◆ Quoted passage
An open letter

Things I've learned in 20+ years as a software engineer.

Touch type

When you're deep in the debug zone there's no time for hunt and peckers. Curiously, senior engineers can be a little snooty about touch typing, but anything that gets in the way of expressing yourself can only be a bad thing. You should be able to manage at least 50 wpm.

Eat your own dog food

Use the tools, OS and software you use/write to do a job -- be it your actual day job or your home side projects -- but aim to use your software as an end user. If you target Linux enterprise by day then you should be running latest Ubuntu at night; use Jira at work, then use GitLab Issues to manage your chores. And you need a side-hustle.

Side hustles

It's important to develop outside of your normal work. When you're not limited by the constraints of your day job you can experiment with new technologies and techniques; you'll often find you want to incorporate these discoveries into your daily work. Family and responsibility will make this harder so do it while you can.

Learn habitually

Don't just study when somebody thinks you should go on a course. In my whole career I think only one formal training course has had any lasting impact (as it happens it was an introduction to Agile). See if you can convince somebody to pay for a Pluralsight subscription or at least make use of the free trial to pique your interest.

Document everything

Always. Maybe build a personal website and document what you know. You'll never finish but you have to start.

Make sure you use something that is simple and futureproof (like markdown).

Profile everything

Received wisdom is not as good as your own up-to-date experience. Measure or it didn't happen.

You need a website

No excuses. You could roll your own but if you're not a web professional it will suck. This is hosted by GitLab Pages.

Develop in the debugger

There are times when you find yourself debugging with printf or cout but this should be a last resort: it's incredibly slow and doesn't give you anywhere near the insight of a proper debugger. If this is normal then you need to fix your dev environment. See gdbgui and some other Linux debuggers.

It's complicated

Get comfortable describing the complexity of your code.

Use git

Even if you don't end up pushing to a repo like GitLab. It's useful to have a lightweight config control tool only a git init away.

Learn a fundamentally different language

JavaScript and Python are quite similar to C++ syntactically but also in mindset. Try Haskell and blow your mind.

Additionally, annoyingly, it's tempting to want to be the bleeding edge in a particular language but industry is six years behind so it probably won't help your job hunting. Just learn another language.

Keep your head in the cloud

Register with a cloud provider, spin up a VM and compile things. Cloud computing isn't going away and just doing this alone exercises a whole heap of excellent transferable skills. In fact you don't even have to provision a VM, just click "Google Cloud Shell" for ad-hoc command line tests.

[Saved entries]
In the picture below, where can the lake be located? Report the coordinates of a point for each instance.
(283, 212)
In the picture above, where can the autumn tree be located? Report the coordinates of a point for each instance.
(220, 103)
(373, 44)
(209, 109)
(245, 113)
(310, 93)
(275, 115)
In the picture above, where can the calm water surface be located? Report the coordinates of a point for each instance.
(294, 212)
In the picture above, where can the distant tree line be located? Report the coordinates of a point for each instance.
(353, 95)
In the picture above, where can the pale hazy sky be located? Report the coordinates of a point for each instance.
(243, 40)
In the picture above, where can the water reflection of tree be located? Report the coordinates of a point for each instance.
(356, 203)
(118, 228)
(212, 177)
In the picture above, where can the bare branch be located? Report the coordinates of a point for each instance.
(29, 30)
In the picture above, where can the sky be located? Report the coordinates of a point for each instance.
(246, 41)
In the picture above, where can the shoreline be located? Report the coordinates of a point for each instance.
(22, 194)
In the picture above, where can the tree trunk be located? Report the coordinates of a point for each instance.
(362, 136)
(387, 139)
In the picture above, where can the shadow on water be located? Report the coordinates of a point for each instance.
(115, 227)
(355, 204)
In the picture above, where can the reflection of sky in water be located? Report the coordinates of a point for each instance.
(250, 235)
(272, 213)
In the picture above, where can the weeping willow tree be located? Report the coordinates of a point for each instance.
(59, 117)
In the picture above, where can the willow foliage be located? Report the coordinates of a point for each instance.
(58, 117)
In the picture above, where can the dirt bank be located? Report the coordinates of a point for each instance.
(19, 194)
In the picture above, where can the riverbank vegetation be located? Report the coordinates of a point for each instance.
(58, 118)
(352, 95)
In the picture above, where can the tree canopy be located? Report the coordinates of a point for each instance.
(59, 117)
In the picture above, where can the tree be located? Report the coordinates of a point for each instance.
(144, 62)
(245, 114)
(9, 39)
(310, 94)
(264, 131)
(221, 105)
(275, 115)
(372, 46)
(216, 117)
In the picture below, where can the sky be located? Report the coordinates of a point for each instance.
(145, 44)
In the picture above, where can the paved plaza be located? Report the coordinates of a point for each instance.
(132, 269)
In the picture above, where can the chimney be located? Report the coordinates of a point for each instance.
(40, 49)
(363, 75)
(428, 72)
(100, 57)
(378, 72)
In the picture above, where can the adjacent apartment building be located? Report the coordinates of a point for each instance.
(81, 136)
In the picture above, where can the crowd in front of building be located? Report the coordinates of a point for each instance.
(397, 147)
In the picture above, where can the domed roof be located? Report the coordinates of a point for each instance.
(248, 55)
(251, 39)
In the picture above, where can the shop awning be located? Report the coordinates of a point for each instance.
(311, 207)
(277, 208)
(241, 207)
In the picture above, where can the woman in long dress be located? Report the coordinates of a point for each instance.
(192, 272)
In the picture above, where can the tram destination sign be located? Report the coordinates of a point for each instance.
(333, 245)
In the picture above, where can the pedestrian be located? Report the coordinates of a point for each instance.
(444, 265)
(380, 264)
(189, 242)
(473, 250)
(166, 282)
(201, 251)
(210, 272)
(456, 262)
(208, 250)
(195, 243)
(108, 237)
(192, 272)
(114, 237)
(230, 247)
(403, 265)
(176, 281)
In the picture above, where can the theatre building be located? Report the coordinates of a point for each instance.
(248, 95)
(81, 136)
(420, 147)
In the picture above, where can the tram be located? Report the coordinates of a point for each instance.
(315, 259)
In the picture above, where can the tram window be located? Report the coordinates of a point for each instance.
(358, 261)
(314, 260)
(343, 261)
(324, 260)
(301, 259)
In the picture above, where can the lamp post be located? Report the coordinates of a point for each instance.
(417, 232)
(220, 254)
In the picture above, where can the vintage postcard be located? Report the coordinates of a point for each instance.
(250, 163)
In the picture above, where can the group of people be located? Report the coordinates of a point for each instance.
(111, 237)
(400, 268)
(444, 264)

◆ Required action
Continue the open letter on lessons from two decades of software engineering, starting right after its last sentence.

◆ Answer box
Give credit where it's due

Make sure to credit your colleagues for any help they give you (probably at standup).

Implement the basics and then optimise

Not my advice but something I'm still reminded of regularly: sometimes a crude implementation is good enough and it will let you get a feel for your new feature's worth before investing additional time.

Programmers waste enormous amounts of time thinking about, or worrying about, the speed of noncritical parts of their programs, and these attempts at efficiency actually have a strong negative impact when debugging and maintenance are considered. We should forget about small efficiencies, say about 97% of the time: premature optimization is the root of all evil. Yet we should not pass up our opportunities in that critical 3%. — Donald Knuth

Packet sniffing

Use Wireshark regularly. It's quite the rabbit hole if you want to really into it, but just firing it up and opening the IO graph is informative. Create filters for TCP and UDP to get a feel for what traffic you're generating.

If you're really desperate Windows 10 has one built in.

Come up with some equivalent timings in seconds

E.g., opening your laptop takes one second.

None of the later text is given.